◆ Task prompt: Reproduce verbatim the stretch of the records from their beginning through the line containing "(1120, 568)", including both ends.

[begin Material for this exercise]

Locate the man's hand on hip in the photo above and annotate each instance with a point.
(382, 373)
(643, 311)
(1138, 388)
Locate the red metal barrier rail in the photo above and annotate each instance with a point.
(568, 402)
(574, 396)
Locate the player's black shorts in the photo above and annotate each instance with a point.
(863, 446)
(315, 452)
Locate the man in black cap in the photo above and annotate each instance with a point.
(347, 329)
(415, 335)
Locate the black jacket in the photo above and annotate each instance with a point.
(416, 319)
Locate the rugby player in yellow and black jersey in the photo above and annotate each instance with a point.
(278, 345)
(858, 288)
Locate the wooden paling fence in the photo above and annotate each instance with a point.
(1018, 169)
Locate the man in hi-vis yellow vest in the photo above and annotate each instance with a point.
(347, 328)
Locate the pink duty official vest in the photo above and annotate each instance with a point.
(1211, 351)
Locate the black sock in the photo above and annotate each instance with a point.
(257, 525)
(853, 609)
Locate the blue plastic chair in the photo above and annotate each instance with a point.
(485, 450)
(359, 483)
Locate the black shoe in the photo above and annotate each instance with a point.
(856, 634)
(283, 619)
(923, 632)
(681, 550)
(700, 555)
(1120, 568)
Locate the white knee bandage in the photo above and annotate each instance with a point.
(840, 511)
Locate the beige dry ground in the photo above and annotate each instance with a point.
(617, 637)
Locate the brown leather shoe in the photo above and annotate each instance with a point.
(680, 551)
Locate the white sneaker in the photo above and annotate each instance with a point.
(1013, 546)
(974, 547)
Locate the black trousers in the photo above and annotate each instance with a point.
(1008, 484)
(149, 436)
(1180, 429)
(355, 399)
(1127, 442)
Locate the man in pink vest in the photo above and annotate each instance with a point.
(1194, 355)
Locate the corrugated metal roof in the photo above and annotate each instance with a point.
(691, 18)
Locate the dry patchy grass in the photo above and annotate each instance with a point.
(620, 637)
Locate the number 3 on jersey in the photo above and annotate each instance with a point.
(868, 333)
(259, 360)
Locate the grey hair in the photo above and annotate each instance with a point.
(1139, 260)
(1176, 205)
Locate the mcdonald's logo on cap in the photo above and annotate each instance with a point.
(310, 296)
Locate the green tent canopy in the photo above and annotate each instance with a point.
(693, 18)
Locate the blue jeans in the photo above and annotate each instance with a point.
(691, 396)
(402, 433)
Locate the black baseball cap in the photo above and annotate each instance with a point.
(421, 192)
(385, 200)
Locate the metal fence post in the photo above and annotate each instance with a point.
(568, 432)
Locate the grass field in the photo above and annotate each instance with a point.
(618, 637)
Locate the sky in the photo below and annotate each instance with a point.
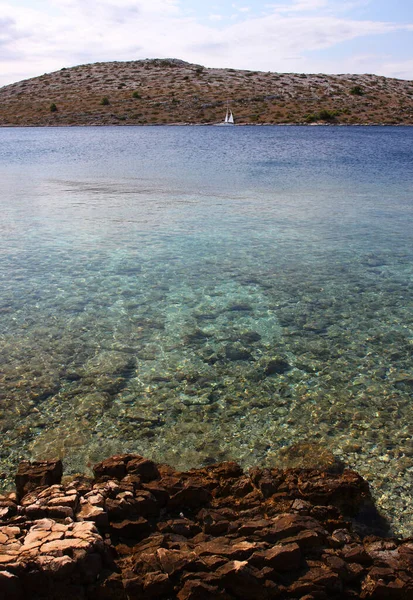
(302, 36)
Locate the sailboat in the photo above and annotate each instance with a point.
(229, 118)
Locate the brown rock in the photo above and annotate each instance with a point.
(10, 586)
(175, 561)
(132, 529)
(144, 468)
(191, 496)
(195, 589)
(238, 578)
(282, 558)
(157, 585)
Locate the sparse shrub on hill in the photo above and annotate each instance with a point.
(322, 115)
(357, 90)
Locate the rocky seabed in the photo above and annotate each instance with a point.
(142, 530)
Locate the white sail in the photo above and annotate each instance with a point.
(229, 118)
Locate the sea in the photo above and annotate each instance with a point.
(199, 294)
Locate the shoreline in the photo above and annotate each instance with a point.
(141, 529)
(341, 125)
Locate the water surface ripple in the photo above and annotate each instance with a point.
(197, 294)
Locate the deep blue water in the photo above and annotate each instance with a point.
(152, 275)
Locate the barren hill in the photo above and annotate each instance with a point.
(160, 91)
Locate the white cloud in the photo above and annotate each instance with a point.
(78, 32)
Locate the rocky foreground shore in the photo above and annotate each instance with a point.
(141, 530)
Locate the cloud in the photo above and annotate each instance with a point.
(74, 32)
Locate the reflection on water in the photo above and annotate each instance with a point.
(197, 296)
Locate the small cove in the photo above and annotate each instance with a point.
(199, 294)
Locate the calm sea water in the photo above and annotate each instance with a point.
(197, 294)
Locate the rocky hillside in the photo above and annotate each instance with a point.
(173, 91)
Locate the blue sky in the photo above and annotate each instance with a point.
(306, 36)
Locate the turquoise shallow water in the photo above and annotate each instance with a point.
(198, 294)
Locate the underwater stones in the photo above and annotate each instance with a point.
(306, 455)
(249, 337)
(240, 307)
(109, 363)
(234, 352)
(276, 365)
(31, 475)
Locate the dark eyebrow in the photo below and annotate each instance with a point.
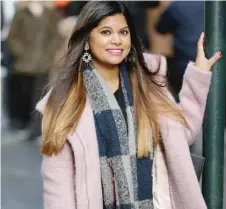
(106, 27)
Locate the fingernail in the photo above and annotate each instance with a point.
(220, 53)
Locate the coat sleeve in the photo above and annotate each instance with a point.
(58, 180)
(193, 95)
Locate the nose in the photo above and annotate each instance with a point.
(116, 39)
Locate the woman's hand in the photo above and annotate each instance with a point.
(201, 61)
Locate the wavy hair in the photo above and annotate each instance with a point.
(68, 95)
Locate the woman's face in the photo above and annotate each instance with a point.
(110, 41)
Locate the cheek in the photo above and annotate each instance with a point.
(97, 43)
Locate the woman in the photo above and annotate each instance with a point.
(108, 116)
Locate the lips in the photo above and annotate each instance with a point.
(116, 52)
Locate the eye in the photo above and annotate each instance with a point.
(105, 32)
(124, 32)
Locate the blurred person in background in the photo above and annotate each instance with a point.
(33, 41)
(110, 116)
(185, 20)
(7, 12)
(138, 11)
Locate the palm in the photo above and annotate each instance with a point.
(201, 61)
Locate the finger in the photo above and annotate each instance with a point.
(200, 44)
(215, 58)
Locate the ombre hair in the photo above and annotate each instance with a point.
(67, 99)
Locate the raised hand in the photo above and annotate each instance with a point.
(201, 61)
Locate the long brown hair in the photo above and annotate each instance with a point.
(68, 95)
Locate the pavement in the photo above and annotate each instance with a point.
(21, 182)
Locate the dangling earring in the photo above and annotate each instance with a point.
(86, 56)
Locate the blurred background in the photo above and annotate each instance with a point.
(34, 35)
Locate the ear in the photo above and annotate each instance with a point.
(86, 45)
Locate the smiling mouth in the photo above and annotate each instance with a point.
(116, 52)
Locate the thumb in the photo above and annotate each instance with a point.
(215, 58)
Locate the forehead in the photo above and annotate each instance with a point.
(114, 21)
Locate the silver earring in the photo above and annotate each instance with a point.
(86, 56)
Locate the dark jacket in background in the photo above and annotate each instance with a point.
(186, 21)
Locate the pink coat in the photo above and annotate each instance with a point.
(72, 179)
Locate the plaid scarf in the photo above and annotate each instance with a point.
(119, 163)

[end Material for this exercise]

◆ Expected output:
Locate the man's hand on hip in the photo above and annotate each instance with a point.
(382, 373)
(643, 311)
(1138, 388)
Locate the red metal barrier rail in the photo above and annotate each instance with a point.
(568, 402)
(574, 396)
Locate the player's black shorts in the photo above and annotate each instance with a point.
(863, 446)
(315, 452)
Locate the man in black cap in the photo above and annotate each instance with a point.
(347, 329)
(415, 335)
Locate the black jacket in the photo above and annotate each instance with a point.
(416, 319)
Locate the rugby player in yellow and black jersey in the photo above and annotate each instance with a point.
(278, 345)
(858, 288)
Locate the wooden paling fence in the photo above and annotate each instance with a point.
(1018, 169)
Locate the man in hi-vis yellow vest in the photo above and annotate each instance with a point.
(347, 328)
Locate the pink duty official vest in the photo above and annotate each instance with a point.
(1211, 351)
Locate the black sock in the photo above and annotate each instance with a point.
(257, 525)
(853, 609)
Locate the blue plastic chair in the photo above and annotate each instance with a point.
(485, 450)
(359, 483)
Locate the black shoe in the photo above and annotate each instance with a point.
(856, 634)
(283, 619)
(923, 632)
(681, 550)
(700, 555)
(1120, 568)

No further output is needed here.